What this task involves — With the images removed, reproduce each entry below word for word.

━━━━━━━━━━━━━━━━

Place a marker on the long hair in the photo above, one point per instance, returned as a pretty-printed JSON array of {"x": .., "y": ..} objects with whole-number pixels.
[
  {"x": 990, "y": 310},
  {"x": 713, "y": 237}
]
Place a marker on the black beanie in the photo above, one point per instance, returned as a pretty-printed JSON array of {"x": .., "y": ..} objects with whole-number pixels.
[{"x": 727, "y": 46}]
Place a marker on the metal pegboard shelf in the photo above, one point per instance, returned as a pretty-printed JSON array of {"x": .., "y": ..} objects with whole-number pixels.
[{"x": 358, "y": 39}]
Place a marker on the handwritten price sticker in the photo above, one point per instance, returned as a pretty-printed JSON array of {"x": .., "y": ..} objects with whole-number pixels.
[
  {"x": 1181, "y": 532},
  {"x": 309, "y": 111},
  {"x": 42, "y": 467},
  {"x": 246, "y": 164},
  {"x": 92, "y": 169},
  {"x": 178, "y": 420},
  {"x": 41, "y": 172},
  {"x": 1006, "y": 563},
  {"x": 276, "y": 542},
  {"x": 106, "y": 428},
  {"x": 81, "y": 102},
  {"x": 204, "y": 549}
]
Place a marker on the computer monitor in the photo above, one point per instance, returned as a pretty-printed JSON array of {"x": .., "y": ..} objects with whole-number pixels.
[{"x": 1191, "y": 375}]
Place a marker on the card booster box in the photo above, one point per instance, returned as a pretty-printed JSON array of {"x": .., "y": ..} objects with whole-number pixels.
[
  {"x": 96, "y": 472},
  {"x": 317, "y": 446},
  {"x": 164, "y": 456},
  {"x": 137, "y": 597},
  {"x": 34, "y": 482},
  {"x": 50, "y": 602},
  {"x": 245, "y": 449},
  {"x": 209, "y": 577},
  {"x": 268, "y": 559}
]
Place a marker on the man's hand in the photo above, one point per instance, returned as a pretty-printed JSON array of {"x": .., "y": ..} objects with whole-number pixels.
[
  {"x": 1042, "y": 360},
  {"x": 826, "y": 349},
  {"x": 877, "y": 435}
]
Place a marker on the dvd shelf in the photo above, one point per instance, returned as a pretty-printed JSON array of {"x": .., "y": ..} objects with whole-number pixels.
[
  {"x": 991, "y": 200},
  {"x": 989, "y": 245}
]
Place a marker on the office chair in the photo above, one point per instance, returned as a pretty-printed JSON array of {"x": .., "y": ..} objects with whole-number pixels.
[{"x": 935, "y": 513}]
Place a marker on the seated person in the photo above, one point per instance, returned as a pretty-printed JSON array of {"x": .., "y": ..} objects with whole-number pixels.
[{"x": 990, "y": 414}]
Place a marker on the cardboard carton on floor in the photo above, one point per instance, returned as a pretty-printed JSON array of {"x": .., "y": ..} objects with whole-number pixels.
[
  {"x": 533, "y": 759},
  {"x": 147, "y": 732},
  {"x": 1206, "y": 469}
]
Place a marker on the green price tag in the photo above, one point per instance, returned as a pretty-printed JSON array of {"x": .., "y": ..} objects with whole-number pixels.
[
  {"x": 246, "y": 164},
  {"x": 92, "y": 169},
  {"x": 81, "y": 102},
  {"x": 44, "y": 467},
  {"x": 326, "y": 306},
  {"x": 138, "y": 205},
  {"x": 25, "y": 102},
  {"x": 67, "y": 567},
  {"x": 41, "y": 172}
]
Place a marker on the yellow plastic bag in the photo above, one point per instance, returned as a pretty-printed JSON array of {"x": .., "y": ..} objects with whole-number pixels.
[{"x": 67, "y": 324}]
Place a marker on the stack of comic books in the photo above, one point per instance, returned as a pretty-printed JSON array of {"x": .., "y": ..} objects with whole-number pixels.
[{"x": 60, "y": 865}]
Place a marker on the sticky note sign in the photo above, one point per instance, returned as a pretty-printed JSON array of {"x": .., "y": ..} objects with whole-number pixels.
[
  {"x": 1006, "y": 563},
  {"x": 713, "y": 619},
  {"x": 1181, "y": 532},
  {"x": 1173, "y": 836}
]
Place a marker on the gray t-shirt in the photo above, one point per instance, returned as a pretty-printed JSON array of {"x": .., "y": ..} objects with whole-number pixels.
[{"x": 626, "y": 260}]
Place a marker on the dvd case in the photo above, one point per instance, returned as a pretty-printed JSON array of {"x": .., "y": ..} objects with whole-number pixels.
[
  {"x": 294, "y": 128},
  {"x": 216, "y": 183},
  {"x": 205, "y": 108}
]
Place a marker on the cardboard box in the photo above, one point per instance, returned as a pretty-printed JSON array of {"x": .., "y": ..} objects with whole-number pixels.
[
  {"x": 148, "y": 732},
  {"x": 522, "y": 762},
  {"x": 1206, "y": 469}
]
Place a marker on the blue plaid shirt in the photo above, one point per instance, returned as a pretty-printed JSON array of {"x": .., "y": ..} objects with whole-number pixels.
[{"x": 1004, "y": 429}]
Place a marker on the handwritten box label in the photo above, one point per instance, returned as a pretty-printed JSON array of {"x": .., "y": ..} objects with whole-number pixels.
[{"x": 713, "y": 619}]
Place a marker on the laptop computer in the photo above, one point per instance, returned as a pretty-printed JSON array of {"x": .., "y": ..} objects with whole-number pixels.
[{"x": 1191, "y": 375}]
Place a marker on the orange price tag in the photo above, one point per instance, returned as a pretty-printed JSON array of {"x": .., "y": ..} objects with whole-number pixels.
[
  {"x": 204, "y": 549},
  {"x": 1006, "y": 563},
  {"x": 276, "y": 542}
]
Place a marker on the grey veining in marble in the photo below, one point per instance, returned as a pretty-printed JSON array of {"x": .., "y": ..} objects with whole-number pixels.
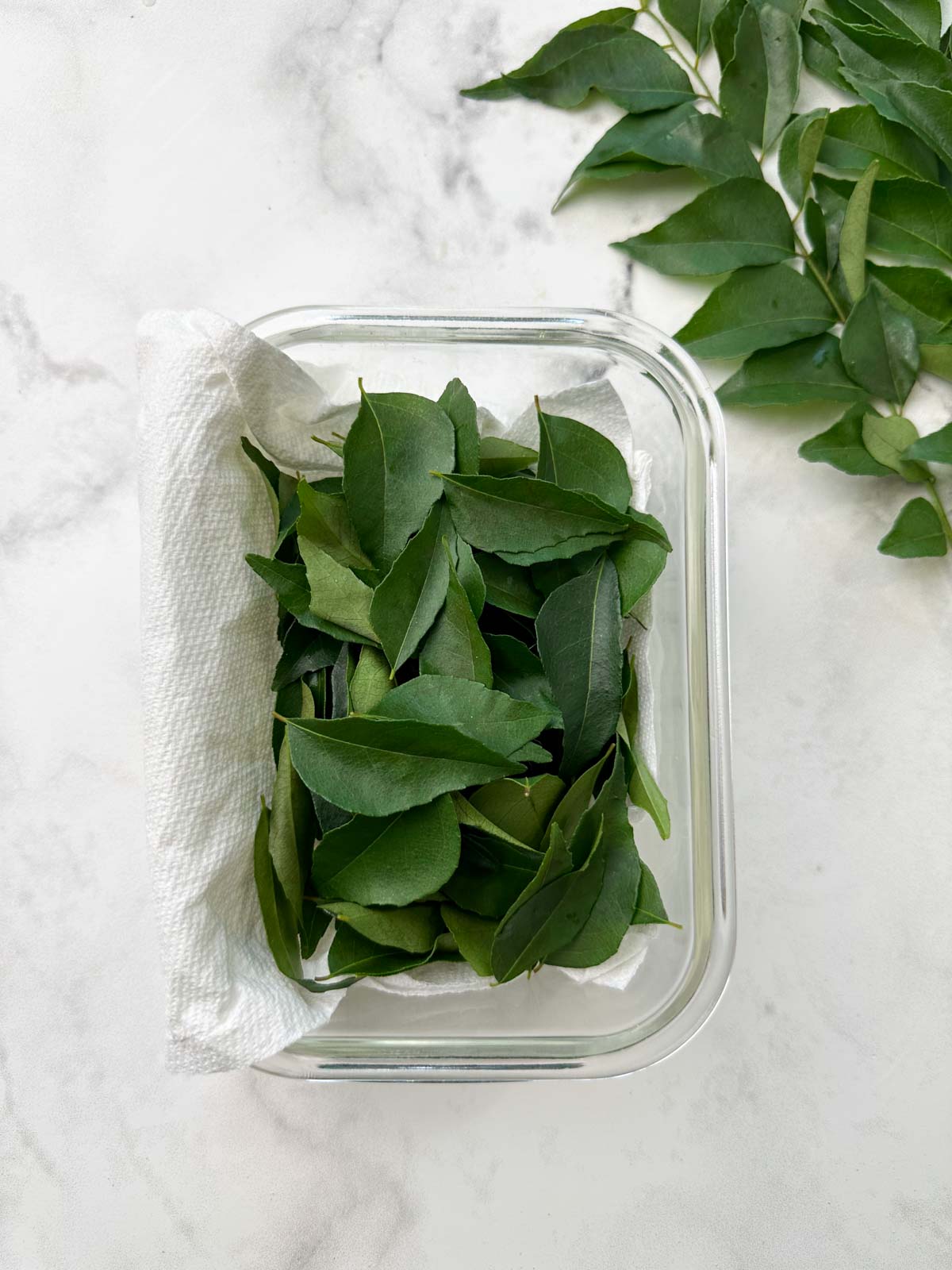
[{"x": 245, "y": 156}]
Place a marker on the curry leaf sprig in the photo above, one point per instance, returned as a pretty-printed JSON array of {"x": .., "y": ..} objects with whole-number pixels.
[
  {"x": 812, "y": 317},
  {"x": 456, "y": 718}
]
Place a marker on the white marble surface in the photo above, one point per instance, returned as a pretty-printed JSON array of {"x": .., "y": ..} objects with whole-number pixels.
[{"x": 247, "y": 156}]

━━━━━━━━━━━━━━━━

Reply —
Place a marker on the long hair in the photo above, one point per instance, returned as a pretty-printed JSON array of {"x": .., "y": ..} objects with whole-number pixels.
[
  {"x": 990, "y": 310},
  {"x": 713, "y": 237}
]
Place a marker on the black beanie in the photo above, one point per instance, returned as a pretty-printed JSON array of {"x": .., "y": ..} objects with whole-number pixels.
[{"x": 727, "y": 46}]
Place a marker on the metal pegboard shelf in the photo above, one point per instance, returned as a pretty-printed JSON array of {"x": .., "y": ..} objects with whole-number pixels.
[{"x": 358, "y": 39}]
Place a marker on the handwritten price sticker in the photo above, one point per instance, returned as a pretty-printed JSON array of {"x": .., "y": ..} objects with whole-number pixels.
[
  {"x": 1181, "y": 532},
  {"x": 309, "y": 111},
  {"x": 42, "y": 467},
  {"x": 246, "y": 164},
  {"x": 92, "y": 169},
  {"x": 178, "y": 420},
  {"x": 41, "y": 172},
  {"x": 1006, "y": 563},
  {"x": 276, "y": 542},
  {"x": 106, "y": 428},
  {"x": 81, "y": 102},
  {"x": 204, "y": 549}
]
Place a marker on the computer monitor in the photo above, one point per instance, returned as a pretty-printed JSON array of {"x": .., "y": ..} objects with whole-number pixels.
[{"x": 1191, "y": 375}]
Place a marker on the card booster box in the photo above, one point per instance, returned as a pretty-printed JSON array of {"x": .., "y": ..} objects with whole-number pixels.
[
  {"x": 96, "y": 472},
  {"x": 317, "y": 446},
  {"x": 164, "y": 456},
  {"x": 137, "y": 597},
  {"x": 34, "y": 482},
  {"x": 50, "y": 602},
  {"x": 245, "y": 449},
  {"x": 209, "y": 577},
  {"x": 268, "y": 559}
]
Place a marker on the man's hand in the photo above, one point per instance, returned as a pretty-printed JSON array of {"x": .., "y": ..} objects with whole-number pixels.
[
  {"x": 1042, "y": 360},
  {"x": 826, "y": 349},
  {"x": 877, "y": 435}
]
Place a marker on the dvd shelf in the photo above, one point per instance, returned as a pretty-printed JSON array of {"x": .., "y": ..} objects with whole-number pixels.
[
  {"x": 991, "y": 200},
  {"x": 989, "y": 245}
]
Place a marker on the office chair in the photo above, one point per instance, returned as a pretty-printed JSON array of {"x": .., "y": ..} objects with whole-number pixels.
[{"x": 935, "y": 513}]
Place a marker on the seated person in the photo above, one point per instance, returned as a pretty-printed JSON array of {"x": .., "y": ..} objects with whole-number pixels.
[{"x": 990, "y": 414}]
Place a marker on the cardboard carton on floor in the photo above, one point per instance, returned as a pretty-printed JSON array of {"x": .., "y": ..} objects with whole-number pixels.
[
  {"x": 533, "y": 759},
  {"x": 147, "y": 732},
  {"x": 1206, "y": 469}
]
Place a marker on the green price tag in the photo above, one point per instance, returned as a pretty-printed JSON array of {"x": .., "y": ..} objects with whole-number pixels.
[
  {"x": 246, "y": 164},
  {"x": 92, "y": 169},
  {"x": 81, "y": 102},
  {"x": 44, "y": 467},
  {"x": 326, "y": 306},
  {"x": 138, "y": 205},
  {"x": 25, "y": 102},
  {"x": 67, "y": 567},
  {"x": 41, "y": 172}
]
Place a marker on the yellow plastic bag in the photo above, one point per instance, returned as a pretty-printed JSON array of {"x": .., "y": ..} objects with whole-number pixels.
[{"x": 67, "y": 324}]
Place a marker on the stack of comic books in the photo above, one point per instance, returned as a pretty-printed JSON array of {"x": .., "y": ..} objects with whole-number pixels.
[{"x": 60, "y": 865}]
Place a marker on the sticky note sign in the photo above, one point per instance, returned as a pretty-printed JSON array of {"x": .., "y": ..} objects with whole-number pixels.
[
  {"x": 1006, "y": 563},
  {"x": 713, "y": 619},
  {"x": 1181, "y": 532},
  {"x": 1173, "y": 836}
]
Place a marker on the gray t-shirt in the photo above, one point per instance, returned as a pretty-printed JSON array of {"x": .., "y": ..} objects with whole-number pixels.
[{"x": 626, "y": 260}]
Place a marker on the dvd case in the photo above, one point per instance, returned as a pretty-printed JSON array of {"x": .., "y": ..} objects with whole-number pixels.
[
  {"x": 294, "y": 128},
  {"x": 216, "y": 183},
  {"x": 205, "y": 108}
]
Place a marker on the cardboard box in the photo above, one point per instance, returned as a pretty-printed JSON array of {"x": .., "y": ..} objects with whole-number pixels.
[
  {"x": 148, "y": 732},
  {"x": 522, "y": 762},
  {"x": 1206, "y": 469}
]
Place a marker on the blue plaid shirt in the photo above, one point per instance, returned as a pretty-printed JSON array of {"x": .., "y": ..} objects with whole-number pixels.
[{"x": 1004, "y": 429}]
Place a marker on the handwritten box label in the photo above, one point per instance, returned as a pretty-printed JSON array of {"x": .., "y": ..} objects with whole-number pixels.
[{"x": 713, "y": 619}]
Place a marker on the laptop computer in the photo above, one point per instance, returned as a pretty-printed JSON array of {"x": .., "y": ..} objects with whole-number pixels.
[{"x": 1191, "y": 375}]
Place a marker on the orange price tag in the photo above, one point per instance, returned as a pretty-printed JSON array of {"x": .., "y": ..} objects with whole-number pixels.
[
  {"x": 204, "y": 549},
  {"x": 1006, "y": 563},
  {"x": 276, "y": 542}
]
Place a marker on the grey veining in marble in the photo below, one point per instance, returned as a pretty-printed JSON array of {"x": .., "y": ..} objects with whole-number pixels.
[{"x": 245, "y": 156}]
Place a marker on the curry leaf sprig in the photo above, one point per instance, returned as a pretty-printed JSON array of {"x": .., "y": ..} objects with whole-number pixels.
[
  {"x": 812, "y": 317},
  {"x": 456, "y": 718}
]
Place a marker on the white marble surface in the photo above, one point per instance, returned as a pretty-printed JSON array of {"x": .., "y": ..} objects with whole-number pixels.
[{"x": 247, "y": 156}]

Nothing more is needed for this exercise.